── Working data ──
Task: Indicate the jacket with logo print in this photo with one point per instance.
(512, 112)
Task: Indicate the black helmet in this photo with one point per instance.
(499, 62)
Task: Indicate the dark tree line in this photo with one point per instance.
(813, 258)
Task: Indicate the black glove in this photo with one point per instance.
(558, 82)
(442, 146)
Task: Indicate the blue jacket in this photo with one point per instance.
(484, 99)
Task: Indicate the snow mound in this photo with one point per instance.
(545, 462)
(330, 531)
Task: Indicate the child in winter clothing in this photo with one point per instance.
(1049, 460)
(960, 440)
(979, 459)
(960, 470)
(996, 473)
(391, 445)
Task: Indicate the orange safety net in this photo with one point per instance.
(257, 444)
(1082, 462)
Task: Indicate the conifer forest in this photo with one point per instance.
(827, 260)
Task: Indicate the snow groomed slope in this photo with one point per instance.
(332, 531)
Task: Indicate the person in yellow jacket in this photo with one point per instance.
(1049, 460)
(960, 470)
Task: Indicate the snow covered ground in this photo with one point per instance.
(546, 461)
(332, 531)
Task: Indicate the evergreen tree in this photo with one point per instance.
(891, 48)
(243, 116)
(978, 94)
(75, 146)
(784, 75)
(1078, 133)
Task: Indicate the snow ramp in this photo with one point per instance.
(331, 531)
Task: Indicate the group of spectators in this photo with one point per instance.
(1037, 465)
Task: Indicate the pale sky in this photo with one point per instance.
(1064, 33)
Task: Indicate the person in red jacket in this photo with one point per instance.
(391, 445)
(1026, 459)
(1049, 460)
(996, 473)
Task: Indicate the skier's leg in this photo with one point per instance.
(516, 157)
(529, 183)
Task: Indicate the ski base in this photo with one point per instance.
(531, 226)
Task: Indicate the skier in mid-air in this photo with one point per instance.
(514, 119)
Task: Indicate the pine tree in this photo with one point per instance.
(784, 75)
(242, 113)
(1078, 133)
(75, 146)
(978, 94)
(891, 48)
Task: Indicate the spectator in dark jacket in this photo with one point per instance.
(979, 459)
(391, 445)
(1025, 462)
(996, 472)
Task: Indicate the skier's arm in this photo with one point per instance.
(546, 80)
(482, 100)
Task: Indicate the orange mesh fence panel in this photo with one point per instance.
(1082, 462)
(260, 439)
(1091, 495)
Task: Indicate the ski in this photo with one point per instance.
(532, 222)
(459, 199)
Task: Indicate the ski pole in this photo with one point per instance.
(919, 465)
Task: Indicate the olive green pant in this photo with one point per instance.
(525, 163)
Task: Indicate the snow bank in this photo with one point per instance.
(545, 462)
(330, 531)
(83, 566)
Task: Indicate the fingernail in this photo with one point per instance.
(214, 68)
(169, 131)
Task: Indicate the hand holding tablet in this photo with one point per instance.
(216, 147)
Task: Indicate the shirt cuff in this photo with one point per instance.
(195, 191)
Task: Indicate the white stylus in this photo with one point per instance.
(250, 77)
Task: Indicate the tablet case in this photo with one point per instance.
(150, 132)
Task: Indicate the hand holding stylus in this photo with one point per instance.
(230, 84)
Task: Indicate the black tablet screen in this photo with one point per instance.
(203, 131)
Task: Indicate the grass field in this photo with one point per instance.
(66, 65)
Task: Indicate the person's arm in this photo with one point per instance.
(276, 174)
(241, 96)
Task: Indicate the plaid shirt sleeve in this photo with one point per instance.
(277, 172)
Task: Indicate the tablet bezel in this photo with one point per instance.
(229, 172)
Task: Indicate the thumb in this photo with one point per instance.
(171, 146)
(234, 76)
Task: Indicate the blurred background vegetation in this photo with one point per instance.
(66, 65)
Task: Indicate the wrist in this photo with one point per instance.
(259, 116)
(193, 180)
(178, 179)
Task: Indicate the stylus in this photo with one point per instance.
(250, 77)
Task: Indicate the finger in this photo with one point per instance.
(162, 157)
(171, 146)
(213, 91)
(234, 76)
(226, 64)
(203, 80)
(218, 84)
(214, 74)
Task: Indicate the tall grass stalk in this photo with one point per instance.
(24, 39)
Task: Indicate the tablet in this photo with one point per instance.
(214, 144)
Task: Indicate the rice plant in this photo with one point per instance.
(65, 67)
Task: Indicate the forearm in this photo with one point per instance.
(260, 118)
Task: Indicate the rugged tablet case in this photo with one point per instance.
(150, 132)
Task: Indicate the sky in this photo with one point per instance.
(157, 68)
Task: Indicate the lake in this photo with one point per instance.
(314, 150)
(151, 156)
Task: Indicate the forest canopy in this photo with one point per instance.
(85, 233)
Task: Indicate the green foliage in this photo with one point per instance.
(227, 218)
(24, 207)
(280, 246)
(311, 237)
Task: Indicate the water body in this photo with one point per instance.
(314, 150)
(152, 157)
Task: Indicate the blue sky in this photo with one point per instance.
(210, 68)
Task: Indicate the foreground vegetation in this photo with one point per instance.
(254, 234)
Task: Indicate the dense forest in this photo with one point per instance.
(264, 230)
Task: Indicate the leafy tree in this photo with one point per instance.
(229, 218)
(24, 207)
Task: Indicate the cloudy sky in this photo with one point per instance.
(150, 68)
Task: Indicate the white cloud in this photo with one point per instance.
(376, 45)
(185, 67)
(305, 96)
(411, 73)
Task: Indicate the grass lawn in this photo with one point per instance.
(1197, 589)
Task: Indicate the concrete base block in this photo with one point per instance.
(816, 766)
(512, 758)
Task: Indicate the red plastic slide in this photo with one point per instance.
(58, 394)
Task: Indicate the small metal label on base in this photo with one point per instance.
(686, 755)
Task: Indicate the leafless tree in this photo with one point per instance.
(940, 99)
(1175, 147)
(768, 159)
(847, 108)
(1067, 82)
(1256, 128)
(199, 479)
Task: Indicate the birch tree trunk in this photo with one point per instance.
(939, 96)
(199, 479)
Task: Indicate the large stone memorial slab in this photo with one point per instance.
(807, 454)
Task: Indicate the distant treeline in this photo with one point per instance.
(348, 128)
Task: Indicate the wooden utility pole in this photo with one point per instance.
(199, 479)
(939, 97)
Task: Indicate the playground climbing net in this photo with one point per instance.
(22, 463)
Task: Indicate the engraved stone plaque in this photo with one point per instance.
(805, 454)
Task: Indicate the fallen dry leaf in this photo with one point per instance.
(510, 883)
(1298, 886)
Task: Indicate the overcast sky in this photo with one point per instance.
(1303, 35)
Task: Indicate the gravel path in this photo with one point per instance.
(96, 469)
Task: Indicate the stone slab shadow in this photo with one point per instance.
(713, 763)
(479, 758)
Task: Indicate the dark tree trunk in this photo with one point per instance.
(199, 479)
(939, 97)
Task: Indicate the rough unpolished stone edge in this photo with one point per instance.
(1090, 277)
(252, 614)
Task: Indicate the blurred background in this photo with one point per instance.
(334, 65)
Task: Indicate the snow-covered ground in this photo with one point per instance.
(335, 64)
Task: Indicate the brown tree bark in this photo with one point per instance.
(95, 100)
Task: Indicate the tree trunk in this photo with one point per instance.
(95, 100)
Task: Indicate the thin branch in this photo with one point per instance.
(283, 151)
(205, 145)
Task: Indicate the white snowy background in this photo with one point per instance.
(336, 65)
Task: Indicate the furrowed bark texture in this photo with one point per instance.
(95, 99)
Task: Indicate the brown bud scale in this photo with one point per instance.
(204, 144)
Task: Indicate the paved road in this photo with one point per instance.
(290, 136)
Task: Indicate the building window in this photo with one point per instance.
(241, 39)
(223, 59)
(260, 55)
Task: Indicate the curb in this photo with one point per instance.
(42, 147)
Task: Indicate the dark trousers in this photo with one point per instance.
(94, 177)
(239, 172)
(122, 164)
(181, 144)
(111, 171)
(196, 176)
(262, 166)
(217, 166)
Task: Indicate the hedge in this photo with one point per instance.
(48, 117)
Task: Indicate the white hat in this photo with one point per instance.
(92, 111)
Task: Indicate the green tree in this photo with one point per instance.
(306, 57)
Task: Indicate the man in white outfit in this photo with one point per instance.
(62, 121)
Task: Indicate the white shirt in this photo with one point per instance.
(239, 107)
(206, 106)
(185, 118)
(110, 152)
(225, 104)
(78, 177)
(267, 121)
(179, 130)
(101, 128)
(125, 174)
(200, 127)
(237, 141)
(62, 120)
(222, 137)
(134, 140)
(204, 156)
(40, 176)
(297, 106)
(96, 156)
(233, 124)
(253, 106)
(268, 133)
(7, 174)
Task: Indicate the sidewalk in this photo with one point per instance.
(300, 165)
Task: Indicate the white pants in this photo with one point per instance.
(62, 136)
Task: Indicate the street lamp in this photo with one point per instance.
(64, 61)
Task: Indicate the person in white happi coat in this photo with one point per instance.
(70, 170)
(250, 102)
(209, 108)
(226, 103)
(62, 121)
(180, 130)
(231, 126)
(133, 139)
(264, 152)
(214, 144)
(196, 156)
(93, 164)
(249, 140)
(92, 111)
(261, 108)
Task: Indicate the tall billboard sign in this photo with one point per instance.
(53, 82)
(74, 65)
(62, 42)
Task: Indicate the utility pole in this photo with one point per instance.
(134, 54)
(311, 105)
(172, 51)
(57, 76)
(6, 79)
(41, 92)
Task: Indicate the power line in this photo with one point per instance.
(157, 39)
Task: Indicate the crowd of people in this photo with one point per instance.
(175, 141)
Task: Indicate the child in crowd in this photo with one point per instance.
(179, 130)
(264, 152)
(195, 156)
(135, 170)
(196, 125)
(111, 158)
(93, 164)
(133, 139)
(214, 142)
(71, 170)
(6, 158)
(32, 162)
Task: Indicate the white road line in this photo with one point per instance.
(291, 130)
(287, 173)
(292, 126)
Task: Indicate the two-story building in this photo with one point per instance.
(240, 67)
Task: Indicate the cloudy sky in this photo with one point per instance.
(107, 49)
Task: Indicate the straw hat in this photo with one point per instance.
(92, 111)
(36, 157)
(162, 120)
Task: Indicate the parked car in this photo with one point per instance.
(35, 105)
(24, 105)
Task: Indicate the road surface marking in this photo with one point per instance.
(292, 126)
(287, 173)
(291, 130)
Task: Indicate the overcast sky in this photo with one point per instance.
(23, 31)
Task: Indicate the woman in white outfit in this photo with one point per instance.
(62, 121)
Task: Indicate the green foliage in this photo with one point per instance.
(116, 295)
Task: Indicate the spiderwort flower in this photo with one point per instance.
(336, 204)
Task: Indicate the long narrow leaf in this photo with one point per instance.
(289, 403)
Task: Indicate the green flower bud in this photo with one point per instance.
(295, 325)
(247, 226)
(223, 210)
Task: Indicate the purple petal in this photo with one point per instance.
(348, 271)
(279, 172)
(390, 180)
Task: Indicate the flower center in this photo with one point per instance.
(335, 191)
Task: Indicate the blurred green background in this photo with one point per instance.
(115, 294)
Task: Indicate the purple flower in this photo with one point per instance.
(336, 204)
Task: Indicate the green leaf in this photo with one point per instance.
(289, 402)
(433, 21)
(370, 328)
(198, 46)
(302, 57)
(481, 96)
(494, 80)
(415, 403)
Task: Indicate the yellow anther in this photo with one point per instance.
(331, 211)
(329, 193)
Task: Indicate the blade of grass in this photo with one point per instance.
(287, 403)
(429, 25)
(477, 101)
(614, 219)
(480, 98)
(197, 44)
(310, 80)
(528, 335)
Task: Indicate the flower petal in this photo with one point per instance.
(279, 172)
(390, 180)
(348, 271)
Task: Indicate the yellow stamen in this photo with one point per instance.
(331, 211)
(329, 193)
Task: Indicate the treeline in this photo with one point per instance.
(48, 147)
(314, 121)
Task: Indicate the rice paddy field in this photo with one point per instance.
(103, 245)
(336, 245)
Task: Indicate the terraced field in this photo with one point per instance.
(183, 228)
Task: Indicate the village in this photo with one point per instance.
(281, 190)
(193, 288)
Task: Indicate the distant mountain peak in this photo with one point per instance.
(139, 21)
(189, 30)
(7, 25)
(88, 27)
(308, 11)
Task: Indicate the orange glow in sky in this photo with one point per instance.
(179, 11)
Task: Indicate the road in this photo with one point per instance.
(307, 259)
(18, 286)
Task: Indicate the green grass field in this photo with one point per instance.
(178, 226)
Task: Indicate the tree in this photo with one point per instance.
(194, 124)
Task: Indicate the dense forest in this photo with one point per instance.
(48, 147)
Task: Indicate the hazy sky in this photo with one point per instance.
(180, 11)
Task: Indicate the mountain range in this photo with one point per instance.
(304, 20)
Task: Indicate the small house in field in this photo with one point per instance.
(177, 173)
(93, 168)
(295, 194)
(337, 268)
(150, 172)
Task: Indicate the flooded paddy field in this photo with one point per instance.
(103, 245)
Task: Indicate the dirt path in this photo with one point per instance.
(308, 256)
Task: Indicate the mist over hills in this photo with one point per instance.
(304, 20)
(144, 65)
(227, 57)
───
= What you have to do =
Give again, word for word, every line from the one holding "Task: Indicate the distant mountain" to the end of the data.

= Task response =
Task: Indicate the distant mountain peak in this photo with one point per instance.
(139, 21)
(189, 30)
(7, 25)
(88, 27)
(308, 11)
Task: Indicate the orange glow in sky in this photo with one point per instance.
(179, 11)
Task: Indicate the road in this photo with one point per instance.
(307, 259)
(18, 286)
Task: Indicate the green grass field in this photo with one point per instance.
(178, 226)
Task: Indicate the tree in this photo with one point per instance.
(194, 124)
Task: Indicate the dense forest in this photo with one point per instance.
(48, 147)
Task: Indicate the hazy sky in this photo with one point per instance.
(180, 11)
Task: Indicate the mountain range in this photo with one point per instance.
(304, 20)
Task: Indicate the small house in field in this photo with one point per instance.
(177, 173)
(93, 168)
(295, 194)
(337, 268)
(150, 172)
Task: Indicate the flooded paddy field in this photo with one point per instance.
(103, 245)
Task: Indicate the dirt path in this photo with one point per instance.
(308, 256)
Task: Indicate the mist over hills in this photo with one point per instance.
(304, 20)
(144, 65)
(227, 57)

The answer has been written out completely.